■ PODANY FRAGMENT

-*-*-

Te dzieci postarzały się, z niektórych wyrosły świry jak np. z założyciela tego tematu, powstały nowe części i zakres wiekowy fanów SW się poszerzył. Nadal nie zmienia to faktu, że jak pokażesz komuś po 30-tce SW, a on wcześniej nie widział, to prawdopodobnie nie poczuje czaczy, jeśli za dzieciaka się nie zakochał w tym uniwersum.

jeykey1543

No jednak nie, nie i jeszcze raz nie. Star Wars było, przynajniej pierwotnie na etapie Nowej Nadzieji i Imperium Kontrataluje pomyślane jako taki Western w kosmosie dla dorosłych, oczywiście po sukcesie filmu pierwszego i drugiego też była chęć przyciągnięcia szerszego kręgu odbiorców, stąd wstawienie Eweków do powrotu Jedi. Inaczej nie musieliby tego robić, jeśli od początku uniwersum byłoby pozycjonowane pod dzieci. Oczywiście mówiąc dorosłych mam namyśli ludzi młodych 20-30 letnich a nie 70-letnich dziadkowów...

Oczywiście późniejsze prequele i animacje rządziły się innymi już prawami - właśnie bardziej postawiono na familijność filmów i seriali. Ale pierwotny zamysł taki nie był, i raczej wtórnie pewne produkcję z pod znaku SW są pozycjonowane pod dzieci i młodzież.

skoczek_narciarski

Nowa Nadzieja pojawiła się w 1977 roku na świecie, w Polsce 1979. Z Twojego komentarza wynikałoby, że w Polsce powinno być dużo 64-74 latków jarających się SW. Pewnie do 60-tki takich osób by się trochę znalazło, ale starszych to już wątpię. Kwestią umowną jest czy 22-latek to już dorosły, bo niby ma dowód, może głosować kupić alko itp. czy po prostu starsza młodzież. Jeśli uważasz, że wraz z pojawieniem się 18 lat na karku człowiek już jest dorosły to bym się zgodził, że SW były adresowane do nastolatków i wąskiej grupy "dorosłych", ale może niekoniecznie do 30 roku życia tylko coś koło 20-25.

-*-*-

■ FRAGMENT ZBIORU DANYCH
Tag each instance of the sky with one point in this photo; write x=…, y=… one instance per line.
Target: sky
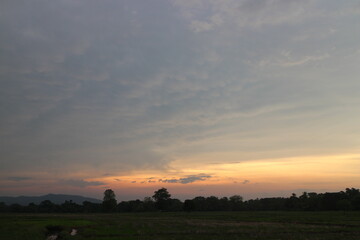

-*-*-

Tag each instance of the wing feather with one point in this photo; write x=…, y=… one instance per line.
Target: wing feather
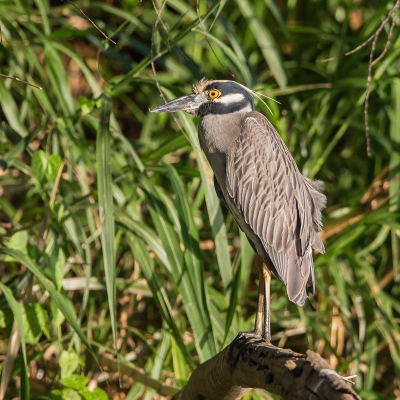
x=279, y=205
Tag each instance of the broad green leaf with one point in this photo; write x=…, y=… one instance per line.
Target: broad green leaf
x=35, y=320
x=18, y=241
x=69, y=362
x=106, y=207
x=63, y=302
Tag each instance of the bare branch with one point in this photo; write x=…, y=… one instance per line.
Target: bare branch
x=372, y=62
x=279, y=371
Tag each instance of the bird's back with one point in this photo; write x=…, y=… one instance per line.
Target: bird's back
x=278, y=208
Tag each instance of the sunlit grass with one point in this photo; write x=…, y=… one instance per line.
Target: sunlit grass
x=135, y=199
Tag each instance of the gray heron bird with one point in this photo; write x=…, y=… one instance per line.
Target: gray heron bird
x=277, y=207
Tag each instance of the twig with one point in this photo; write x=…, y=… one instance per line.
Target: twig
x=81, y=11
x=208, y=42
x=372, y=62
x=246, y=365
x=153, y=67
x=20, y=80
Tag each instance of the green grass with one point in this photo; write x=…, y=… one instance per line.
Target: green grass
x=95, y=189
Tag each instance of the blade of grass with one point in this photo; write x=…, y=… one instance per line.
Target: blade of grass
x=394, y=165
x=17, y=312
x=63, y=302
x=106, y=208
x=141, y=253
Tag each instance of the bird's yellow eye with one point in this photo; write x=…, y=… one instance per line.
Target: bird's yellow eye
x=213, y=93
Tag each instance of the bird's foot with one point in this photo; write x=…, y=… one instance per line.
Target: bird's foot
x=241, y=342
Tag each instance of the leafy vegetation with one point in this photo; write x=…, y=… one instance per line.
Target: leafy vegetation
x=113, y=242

-*-*-

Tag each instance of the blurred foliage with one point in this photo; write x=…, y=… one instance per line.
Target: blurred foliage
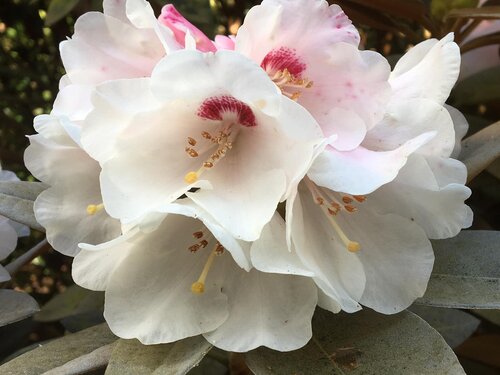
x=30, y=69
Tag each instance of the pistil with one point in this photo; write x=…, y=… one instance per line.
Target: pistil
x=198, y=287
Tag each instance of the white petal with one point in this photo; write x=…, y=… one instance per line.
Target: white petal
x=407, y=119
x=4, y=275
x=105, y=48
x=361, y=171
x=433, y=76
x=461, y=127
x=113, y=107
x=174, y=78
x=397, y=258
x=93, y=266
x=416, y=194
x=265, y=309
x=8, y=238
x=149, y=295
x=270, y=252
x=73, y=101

-*-*-

■ POLECENIA DO WYKONANIA
(1) Przepisz podany fragment od „No jednak nie, nie” do „nie 70-letnich dziadkowów...”, zamieniając „Western” na „kryminał”.
(2) Na podstawie podanego fragmentu:
(a) W którym roku Nowa Nadzieja pojawiła się w Polsce?
(b) Kogo wstawiono do Powrotu Jedi, aby przyciągnąć szerszy krąg odbiorców?
(c) Na co bardziej postawiono w późniejszych prequelach i animacjach?

■ WYNIKI ĆWICZENIA
(1)
No jednak nie, nie i jeszcze raz nie. Star Wars było, przynajniej pierwotnie na etapie Nowej Nadzieji i Imperium Kontrataluje pomyślane jako taki kryminał w kosmosie dla dorosłych, oczywiście po sukcesie filmu pierwszego i drugiego też była chęć przyciągnięcia szerszego kręgu odbiorców, stąd wstawienie Eweków do powrotu Jedi. Inaczej nie musieliby tego robić, jeśli od początku uniwersum byłoby pozycjonowane pod dzieci. Oczywiście mówiąc dorosłych mam namyśli ludzi młodych 20-30 letnich a nie 70-letnich dziadkowów...

(2)
(a) W 1979 roku.
(b) Eweków.
(c) Na familijność filmów i seriali.